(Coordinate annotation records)
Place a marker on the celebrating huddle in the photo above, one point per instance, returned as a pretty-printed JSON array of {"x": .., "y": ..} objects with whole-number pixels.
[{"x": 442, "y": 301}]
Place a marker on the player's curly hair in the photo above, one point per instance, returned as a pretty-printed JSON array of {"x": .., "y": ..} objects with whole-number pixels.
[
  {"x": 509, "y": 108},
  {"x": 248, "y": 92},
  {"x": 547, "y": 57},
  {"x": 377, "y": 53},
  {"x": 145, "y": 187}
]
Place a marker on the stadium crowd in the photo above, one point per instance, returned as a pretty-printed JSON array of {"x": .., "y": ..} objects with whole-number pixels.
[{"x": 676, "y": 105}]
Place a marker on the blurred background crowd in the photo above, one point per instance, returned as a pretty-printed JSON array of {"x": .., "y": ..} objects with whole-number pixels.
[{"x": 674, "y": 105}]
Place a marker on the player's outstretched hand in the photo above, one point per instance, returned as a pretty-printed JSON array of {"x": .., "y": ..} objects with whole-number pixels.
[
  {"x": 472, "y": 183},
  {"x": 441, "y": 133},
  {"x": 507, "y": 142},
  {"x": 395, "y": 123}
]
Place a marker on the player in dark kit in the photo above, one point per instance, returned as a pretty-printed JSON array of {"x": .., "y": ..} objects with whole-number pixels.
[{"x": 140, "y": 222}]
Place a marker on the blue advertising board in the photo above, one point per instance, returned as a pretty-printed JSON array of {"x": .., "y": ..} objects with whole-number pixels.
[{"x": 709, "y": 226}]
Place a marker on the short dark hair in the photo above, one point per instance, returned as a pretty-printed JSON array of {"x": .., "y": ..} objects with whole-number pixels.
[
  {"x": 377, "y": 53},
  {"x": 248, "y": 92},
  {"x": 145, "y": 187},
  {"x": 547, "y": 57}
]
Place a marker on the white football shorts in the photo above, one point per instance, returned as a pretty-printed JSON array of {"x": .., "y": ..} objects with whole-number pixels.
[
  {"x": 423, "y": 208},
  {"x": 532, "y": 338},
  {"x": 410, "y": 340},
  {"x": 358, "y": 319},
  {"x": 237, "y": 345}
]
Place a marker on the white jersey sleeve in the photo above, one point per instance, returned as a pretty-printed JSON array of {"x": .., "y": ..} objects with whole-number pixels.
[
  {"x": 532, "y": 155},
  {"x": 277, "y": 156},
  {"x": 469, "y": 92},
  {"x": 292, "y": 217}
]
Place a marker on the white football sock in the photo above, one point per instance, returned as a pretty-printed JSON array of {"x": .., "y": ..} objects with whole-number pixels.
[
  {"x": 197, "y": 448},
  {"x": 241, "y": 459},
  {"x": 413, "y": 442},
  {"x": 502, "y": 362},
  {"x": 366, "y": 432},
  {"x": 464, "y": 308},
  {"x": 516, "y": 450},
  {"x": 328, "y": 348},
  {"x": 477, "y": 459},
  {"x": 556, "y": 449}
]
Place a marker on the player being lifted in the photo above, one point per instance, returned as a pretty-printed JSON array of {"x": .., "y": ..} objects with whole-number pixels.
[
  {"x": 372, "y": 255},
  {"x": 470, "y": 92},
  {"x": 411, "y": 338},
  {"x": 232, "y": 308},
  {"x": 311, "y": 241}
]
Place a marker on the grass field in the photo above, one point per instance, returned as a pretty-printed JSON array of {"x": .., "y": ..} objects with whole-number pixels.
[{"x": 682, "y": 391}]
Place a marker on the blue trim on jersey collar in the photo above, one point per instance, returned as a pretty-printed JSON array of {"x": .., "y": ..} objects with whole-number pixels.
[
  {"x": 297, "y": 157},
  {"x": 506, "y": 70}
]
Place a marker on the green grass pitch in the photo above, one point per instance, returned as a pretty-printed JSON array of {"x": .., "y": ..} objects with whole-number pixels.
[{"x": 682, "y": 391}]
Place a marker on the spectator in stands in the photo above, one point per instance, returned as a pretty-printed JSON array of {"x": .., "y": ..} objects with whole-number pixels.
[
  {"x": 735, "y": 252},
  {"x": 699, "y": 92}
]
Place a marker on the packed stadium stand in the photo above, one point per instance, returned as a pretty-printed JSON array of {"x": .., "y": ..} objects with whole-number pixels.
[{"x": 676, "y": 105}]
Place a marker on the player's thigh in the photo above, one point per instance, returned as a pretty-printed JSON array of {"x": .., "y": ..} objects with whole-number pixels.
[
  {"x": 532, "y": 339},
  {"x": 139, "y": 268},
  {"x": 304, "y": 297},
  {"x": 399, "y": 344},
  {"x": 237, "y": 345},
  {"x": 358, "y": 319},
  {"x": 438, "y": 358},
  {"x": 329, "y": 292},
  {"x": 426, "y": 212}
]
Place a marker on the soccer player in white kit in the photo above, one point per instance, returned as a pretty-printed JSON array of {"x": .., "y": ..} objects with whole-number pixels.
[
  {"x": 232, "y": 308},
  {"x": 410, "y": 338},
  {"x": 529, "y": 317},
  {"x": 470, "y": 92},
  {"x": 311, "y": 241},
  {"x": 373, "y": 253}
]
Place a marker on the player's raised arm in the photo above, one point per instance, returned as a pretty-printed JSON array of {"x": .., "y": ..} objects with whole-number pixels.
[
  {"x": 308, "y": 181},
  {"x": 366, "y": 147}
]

WORK REQUIRED:
Reproduce every row with "Place a marker on" swapped for "Put a point on", keeping everything else unchanged.

WORKED SOLUTION:
Put a point on the celebrating huddle in the photo above, one point per instance, returned as a pretty-printed JSON array of {"x": .., "y": ..} objects with whole-number pixels.
[{"x": 442, "y": 301}]
Put a point on the player's curly hair in the photo above, one point per instance, returned as a pretty-printed JSON array of {"x": .., "y": ..} objects with whole-number pixels.
[
  {"x": 509, "y": 108},
  {"x": 248, "y": 92},
  {"x": 547, "y": 57},
  {"x": 377, "y": 53},
  {"x": 145, "y": 187}
]
Put a point on the stadium crowd in the photo above, one point per instance, returned as a pretty-printed JSON array of {"x": .., "y": ..} objects with whole-number pixels.
[{"x": 676, "y": 105}]
Put a point on the blurred background crowd in the photo above, one point per instance, returned as a pretty-printed JSON array of {"x": .., "y": ..} objects with whole-number pixels.
[{"x": 674, "y": 105}]
Put a point on the player's outstretched hand in the photo above, one point per instance, returned as a pretty-printed JSON array of {"x": .., "y": ..} objects with whole-number pixels.
[
  {"x": 472, "y": 183},
  {"x": 441, "y": 133},
  {"x": 507, "y": 142},
  {"x": 395, "y": 123}
]
Put a point on the player in dark kit in the photo above, one point per instance, returned as a pretty-printed JSON array of {"x": .., "y": ..} objects with whole-number pixels.
[{"x": 140, "y": 222}]
Put a point on the blue advertising board in the photo above, one point per instance, returned as a pretty-printed JSON array of {"x": .., "y": ..} objects with whole-number pixels.
[{"x": 709, "y": 226}]
Put a point on the short dark hair in the photo above, one point per instance, returned as a pretty-printed JSON array of {"x": .., "y": ..} objects with whole-number pixels.
[
  {"x": 377, "y": 53},
  {"x": 248, "y": 92},
  {"x": 145, "y": 187},
  {"x": 547, "y": 57}
]
Put a point on the white football shorts in the photo above, one point per instance, returned as a pretty-printed JSON array of {"x": .., "y": ..} objects with whole-number pixels.
[
  {"x": 423, "y": 208},
  {"x": 532, "y": 338},
  {"x": 410, "y": 340},
  {"x": 358, "y": 319},
  {"x": 237, "y": 345}
]
Put a point on the white jersey sleeve in the photo above, one point per instance, returned as a pretty-printed JSON array of {"x": .., "y": ..} objects with whole-number pixels.
[
  {"x": 532, "y": 155},
  {"x": 277, "y": 156},
  {"x": 469, "y": 92},
  {"x": 292, "y": 217}
]
Put a point on the white football sock in the photo above, one point per instance, returned as a pretty-printed JSON array of {"x": .., "y": ..} objects with whole-number pixels.
[
  {"x": 197, "y": 448},
  {"x": 241, "y": 459},
  {"x": 413, "y": 442},
  {"x": 502, "y": 362},
  {"x": 366, "y": 432},
  {"x": 464, "y": 308},
  {"x": 516, "y": 450},
  {"x": 328, "y": 348},
  {"x": 477, "y": 459},
  {"x": 556, "y": 449}
]
Put a point on the player being lifted in the photo above, one point per instance, returned as a pretty-printed JSON array of {"x": .., "y": ..} objects with whole-number pixels.
[
  {"x": 372, "y": 255},
  {"x": 470, "y": 92},
  {"x": 411, "y": 338},
  {"x": 232, "y": 308},
  {"x": 311, "y": 241}
]
Put a point on the grass field in the photo above, one point per instance, returned as a pretty-printed JSON array of {"x": .., "y": ..} objects with whole-number pixels.
[{"x": 682, "y": 391}]
Put a point on the blue trim on jersey collar in the photo above, one point per instance, returned as a pretty-printed JSON array of {"x": .., "y": ..} objects with whole-number pixels.
[
  {"x": 297, "y": 157},
  {"x": 506, "y": 70}
]
Put a point on the green grass pitch in the photo above, one point per instance, returned as a pretty-printed JSON array of {"x": .., "y": ..} objects with whole-number pixels.
[{"x": 682, "y": 391}]
Put a point on the spectator in stands in the photo above, one point per instance, returned as a pretty-printed JSON array of {"x": .., "y": ..} objects with whole-number pixels.
[
  {"x": 735, "y": 252},
  {"x": 699, "y": 92}
]
Put a point on the packed stadium stand in the photo above, one point per instance, returned as a pretty-printed JSON array of {"x": .., "y": ..} objects with whole-number pixels.
[{"x": 676, "y": 105}]
Put a point on the player's thigh in the photo above, one point per instance, returned as a pretty-printed JSON array of {"x": .., "y": ..} objects with whole-number pixels.
[
  {"x": 532, "y": 339},
  {"x": 139, "y": 268},
  {"x": 304, "y": 297},
  {"x": 399, "y": 344},
  {"x": 237, "y": 345},
  {"x": 358, "y": 319},
  {"x": 438, "y": 358},
  {"x": 329, "y": 292},
  {"x": 426, "y": 212}
]
Put a point on the soccer player in white kit in the photo above, one point per instance, returned as a pretty-printed JSON array of {"x": .., "y": ..} objects with whole-number pixels.
[
  {"x": 232, "y": 308},
  {"x": 410, "y": 338},
  {"x": 529, "y": 317},
  {"x": 470, "y": 92},
  {"x": 311, "y": 241},
  {"x": 373, "y": 253}
]
Put a point on the player's raised arm in the photo above, one point per instance, returned as a pretty-printed JSON array of {"x": .., "y": ..} objects with whole-number pixels.
[
  {"x": 308, "y": 181},
  {"x": 366, "y": 147}
]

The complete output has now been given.